PROBLEM REQUIREMENTS
Starting at the beginning of the records and ending at the line that contains "263,212,343,268", copy out only those lines, including the requests, without the pictures. Shift each coordinate in the answers by adding 115, and leave the sample coordinates in the requests unchanged.

═════ DATA TO USE

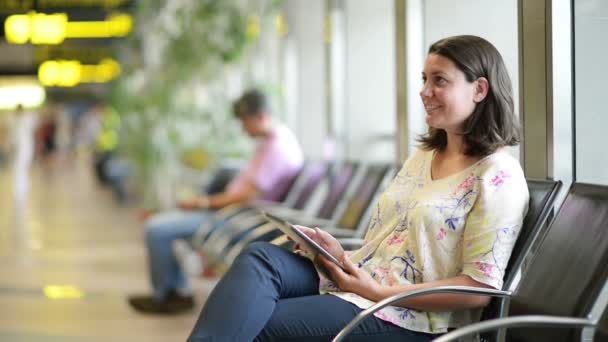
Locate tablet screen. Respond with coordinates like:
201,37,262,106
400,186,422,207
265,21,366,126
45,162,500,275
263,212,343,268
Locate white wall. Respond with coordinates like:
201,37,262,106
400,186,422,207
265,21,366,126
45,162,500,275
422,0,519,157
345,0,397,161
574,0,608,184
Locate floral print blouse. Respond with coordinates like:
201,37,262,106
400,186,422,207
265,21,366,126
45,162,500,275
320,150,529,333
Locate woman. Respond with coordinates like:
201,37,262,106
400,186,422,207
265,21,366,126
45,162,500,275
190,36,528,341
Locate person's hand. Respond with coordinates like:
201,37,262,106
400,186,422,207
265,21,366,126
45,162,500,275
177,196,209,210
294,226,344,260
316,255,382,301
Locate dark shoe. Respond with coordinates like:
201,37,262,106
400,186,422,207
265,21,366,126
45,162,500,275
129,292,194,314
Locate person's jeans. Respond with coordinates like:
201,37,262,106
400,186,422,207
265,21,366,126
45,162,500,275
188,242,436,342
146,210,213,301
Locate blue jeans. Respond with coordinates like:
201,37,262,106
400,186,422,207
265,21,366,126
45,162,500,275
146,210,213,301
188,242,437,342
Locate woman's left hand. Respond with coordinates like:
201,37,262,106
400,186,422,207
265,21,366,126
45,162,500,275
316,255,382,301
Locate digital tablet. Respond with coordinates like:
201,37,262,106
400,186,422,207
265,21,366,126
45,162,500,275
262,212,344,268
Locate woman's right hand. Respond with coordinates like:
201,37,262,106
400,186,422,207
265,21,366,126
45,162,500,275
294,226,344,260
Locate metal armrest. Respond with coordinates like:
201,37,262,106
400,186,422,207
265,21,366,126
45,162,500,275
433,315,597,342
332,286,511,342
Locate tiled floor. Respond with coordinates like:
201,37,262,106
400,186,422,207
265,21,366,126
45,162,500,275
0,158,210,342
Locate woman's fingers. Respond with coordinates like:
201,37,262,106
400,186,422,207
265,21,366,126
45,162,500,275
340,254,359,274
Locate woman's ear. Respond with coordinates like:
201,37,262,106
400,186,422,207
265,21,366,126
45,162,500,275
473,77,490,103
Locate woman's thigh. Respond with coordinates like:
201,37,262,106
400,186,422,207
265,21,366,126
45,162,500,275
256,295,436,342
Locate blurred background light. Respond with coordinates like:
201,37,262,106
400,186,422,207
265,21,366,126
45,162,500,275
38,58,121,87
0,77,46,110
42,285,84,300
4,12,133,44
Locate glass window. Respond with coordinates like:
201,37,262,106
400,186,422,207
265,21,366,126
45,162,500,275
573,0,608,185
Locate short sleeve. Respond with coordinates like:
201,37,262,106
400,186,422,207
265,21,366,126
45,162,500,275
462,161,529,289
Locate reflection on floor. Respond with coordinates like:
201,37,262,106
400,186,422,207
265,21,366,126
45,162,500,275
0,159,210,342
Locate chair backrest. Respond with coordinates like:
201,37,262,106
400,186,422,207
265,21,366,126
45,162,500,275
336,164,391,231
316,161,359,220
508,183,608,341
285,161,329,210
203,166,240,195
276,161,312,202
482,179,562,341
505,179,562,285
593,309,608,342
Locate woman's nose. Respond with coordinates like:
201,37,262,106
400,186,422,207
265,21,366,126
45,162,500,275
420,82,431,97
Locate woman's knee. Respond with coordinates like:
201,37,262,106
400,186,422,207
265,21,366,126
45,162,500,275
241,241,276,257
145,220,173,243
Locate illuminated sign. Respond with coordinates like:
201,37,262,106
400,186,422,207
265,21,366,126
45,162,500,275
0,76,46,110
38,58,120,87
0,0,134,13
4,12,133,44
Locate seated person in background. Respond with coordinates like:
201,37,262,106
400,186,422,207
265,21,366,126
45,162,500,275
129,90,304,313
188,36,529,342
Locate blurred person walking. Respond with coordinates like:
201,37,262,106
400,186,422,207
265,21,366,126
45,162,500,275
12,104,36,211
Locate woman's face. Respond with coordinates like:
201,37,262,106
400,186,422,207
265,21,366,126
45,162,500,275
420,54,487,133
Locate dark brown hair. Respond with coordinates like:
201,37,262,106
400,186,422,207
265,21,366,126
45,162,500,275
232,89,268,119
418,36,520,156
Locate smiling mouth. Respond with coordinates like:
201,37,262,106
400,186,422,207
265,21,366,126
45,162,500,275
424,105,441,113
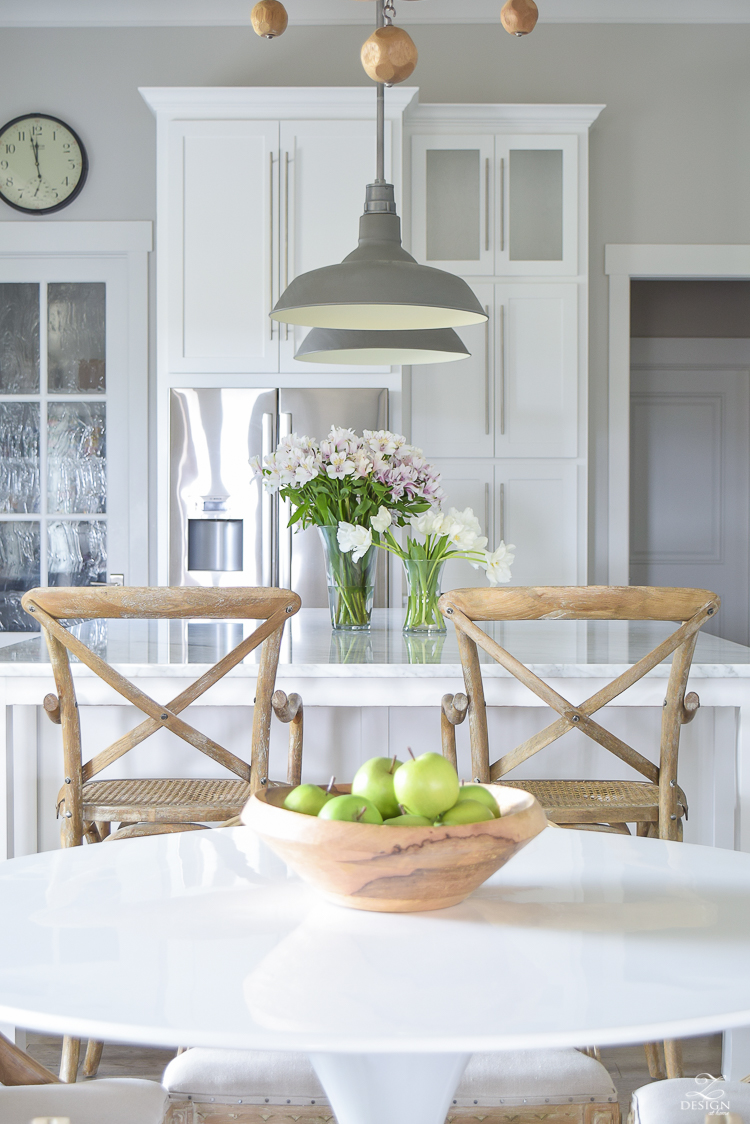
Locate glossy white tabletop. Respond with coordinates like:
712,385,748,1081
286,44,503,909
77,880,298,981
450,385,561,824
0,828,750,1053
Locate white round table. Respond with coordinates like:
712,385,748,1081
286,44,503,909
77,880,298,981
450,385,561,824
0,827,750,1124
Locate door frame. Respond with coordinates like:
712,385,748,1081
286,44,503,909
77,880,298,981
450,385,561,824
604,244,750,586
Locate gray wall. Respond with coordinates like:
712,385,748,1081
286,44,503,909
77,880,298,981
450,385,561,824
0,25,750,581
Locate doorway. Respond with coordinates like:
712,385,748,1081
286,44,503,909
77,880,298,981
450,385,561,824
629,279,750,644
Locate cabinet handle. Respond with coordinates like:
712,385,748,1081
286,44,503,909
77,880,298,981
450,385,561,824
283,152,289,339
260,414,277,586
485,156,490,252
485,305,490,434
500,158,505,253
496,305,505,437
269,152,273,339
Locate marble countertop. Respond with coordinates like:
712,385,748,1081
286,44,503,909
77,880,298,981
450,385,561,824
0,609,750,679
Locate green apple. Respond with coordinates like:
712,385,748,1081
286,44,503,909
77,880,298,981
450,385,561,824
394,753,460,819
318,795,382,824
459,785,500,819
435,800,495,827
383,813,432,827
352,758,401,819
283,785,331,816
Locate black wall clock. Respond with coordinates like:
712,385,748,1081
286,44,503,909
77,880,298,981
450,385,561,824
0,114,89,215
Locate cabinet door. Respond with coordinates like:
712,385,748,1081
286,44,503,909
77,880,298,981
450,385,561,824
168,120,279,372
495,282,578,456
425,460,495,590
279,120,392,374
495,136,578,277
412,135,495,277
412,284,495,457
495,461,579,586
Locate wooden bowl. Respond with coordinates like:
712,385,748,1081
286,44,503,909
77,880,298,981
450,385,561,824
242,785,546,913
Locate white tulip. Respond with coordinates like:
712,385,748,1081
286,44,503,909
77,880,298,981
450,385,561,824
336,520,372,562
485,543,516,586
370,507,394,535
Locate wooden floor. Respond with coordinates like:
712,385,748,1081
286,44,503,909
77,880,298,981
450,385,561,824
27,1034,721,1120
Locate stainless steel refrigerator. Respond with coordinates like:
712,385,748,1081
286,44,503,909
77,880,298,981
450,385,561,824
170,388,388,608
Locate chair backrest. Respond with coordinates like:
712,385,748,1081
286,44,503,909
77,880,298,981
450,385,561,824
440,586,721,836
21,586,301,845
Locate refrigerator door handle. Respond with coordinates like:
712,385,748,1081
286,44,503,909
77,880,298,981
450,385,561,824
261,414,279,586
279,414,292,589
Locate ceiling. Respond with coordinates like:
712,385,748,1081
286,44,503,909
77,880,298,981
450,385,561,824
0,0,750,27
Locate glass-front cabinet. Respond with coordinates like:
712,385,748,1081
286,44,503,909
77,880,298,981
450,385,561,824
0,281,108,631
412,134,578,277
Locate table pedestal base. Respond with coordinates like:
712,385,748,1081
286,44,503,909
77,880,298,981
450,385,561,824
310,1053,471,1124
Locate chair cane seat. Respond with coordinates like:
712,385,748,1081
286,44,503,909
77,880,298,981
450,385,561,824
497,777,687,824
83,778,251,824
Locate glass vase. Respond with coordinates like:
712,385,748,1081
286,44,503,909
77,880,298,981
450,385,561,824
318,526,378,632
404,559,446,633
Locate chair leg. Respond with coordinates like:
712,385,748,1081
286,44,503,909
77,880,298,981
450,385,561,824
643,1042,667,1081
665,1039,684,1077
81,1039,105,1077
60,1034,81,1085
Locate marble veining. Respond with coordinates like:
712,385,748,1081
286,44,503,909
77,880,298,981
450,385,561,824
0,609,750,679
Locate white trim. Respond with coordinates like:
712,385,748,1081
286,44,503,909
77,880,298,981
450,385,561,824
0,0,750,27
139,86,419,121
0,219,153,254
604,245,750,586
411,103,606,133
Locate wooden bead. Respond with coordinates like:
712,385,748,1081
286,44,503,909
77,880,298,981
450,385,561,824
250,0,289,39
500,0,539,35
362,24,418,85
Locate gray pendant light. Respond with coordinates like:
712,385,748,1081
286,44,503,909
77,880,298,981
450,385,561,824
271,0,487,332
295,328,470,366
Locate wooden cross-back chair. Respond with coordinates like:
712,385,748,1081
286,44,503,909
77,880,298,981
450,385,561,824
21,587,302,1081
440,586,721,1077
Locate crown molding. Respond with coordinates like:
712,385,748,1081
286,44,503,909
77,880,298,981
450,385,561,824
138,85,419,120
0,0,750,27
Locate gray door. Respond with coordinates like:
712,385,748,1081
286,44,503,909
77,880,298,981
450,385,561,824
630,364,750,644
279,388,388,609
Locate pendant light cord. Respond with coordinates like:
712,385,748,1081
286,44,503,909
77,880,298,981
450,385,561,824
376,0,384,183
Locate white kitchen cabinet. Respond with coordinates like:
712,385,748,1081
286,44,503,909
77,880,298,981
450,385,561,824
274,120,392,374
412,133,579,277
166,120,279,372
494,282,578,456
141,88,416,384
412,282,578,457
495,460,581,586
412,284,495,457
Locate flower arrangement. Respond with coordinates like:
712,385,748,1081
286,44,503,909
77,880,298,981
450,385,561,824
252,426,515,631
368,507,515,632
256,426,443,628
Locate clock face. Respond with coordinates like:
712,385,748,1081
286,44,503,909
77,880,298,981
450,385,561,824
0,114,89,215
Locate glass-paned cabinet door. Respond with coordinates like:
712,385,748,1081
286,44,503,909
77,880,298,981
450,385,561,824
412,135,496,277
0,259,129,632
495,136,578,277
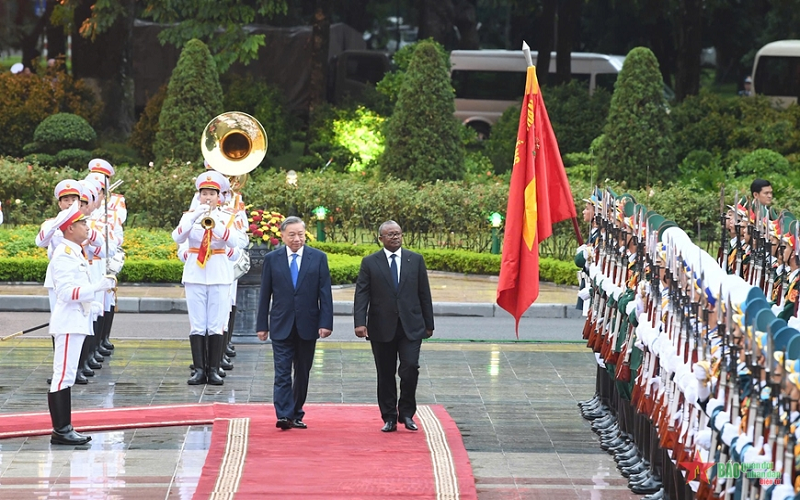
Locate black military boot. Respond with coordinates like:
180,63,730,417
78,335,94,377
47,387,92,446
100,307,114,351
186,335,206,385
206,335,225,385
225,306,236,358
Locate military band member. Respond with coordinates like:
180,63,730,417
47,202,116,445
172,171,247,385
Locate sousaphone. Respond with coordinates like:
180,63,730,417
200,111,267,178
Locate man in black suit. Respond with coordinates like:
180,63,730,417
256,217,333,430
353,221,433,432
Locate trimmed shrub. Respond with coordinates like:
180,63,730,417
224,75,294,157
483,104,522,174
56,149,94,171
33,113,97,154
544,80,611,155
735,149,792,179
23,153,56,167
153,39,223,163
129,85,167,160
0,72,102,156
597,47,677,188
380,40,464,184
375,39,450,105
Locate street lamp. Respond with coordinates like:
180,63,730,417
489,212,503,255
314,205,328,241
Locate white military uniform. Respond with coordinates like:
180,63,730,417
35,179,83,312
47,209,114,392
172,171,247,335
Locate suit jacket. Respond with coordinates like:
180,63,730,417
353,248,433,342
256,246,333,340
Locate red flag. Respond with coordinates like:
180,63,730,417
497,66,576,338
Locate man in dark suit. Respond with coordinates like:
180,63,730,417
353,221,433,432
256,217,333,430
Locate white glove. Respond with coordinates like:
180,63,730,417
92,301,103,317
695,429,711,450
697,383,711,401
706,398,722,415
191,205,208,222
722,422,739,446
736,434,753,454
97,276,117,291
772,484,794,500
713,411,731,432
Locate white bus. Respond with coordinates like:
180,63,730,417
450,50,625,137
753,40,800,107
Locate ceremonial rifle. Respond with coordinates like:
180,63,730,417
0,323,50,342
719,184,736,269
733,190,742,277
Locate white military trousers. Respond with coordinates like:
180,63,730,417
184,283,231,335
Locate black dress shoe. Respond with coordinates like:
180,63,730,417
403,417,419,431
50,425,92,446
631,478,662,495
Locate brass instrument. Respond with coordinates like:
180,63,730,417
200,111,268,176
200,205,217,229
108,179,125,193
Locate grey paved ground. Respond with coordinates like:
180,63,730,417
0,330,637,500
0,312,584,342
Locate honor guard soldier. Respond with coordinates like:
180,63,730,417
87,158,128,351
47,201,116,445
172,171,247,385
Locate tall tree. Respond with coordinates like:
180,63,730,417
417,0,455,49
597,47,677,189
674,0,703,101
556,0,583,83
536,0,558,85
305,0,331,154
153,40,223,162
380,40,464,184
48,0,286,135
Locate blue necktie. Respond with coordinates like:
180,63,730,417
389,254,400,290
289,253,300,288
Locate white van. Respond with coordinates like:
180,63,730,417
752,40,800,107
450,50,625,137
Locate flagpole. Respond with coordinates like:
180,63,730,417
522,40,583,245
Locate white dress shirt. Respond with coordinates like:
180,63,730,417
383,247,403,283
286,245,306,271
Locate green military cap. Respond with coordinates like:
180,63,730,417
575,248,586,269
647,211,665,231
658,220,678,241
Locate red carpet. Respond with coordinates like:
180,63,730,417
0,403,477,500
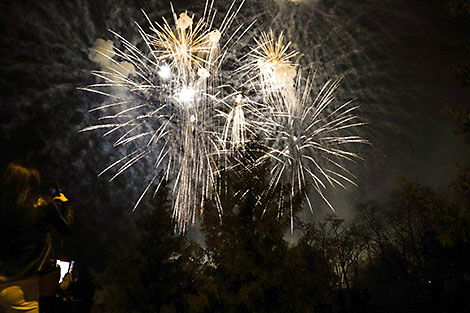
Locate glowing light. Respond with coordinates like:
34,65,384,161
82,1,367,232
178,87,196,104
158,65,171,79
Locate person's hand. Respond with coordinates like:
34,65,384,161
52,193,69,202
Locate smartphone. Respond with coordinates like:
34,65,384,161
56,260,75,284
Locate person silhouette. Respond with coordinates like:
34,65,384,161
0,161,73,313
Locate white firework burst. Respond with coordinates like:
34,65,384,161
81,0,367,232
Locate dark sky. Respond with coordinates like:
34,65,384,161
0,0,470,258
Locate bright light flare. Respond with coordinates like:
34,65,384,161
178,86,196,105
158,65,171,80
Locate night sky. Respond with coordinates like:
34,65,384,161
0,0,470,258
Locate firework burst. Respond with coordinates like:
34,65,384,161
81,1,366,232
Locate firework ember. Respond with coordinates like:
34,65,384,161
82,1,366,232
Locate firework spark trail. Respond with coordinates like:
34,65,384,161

══════════

SOLUTION FOR THIS EXERCISE
Locate tablet screen. Respond with coordinates like:
201,37,262,106
400,186,422,207
265,21,366,126
45,162,500,275
378,327,458,383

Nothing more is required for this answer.